Description of the task: Word for word, print all of the lines below.

Data to use:
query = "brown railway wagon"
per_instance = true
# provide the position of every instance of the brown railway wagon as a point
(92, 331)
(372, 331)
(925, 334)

Solved exercise:
query = "brown railway wagon"
per_instance = true
# provide the position of every instance of the brown railway wagon as a point
(92, 331)
(372, 331)
(925, 334)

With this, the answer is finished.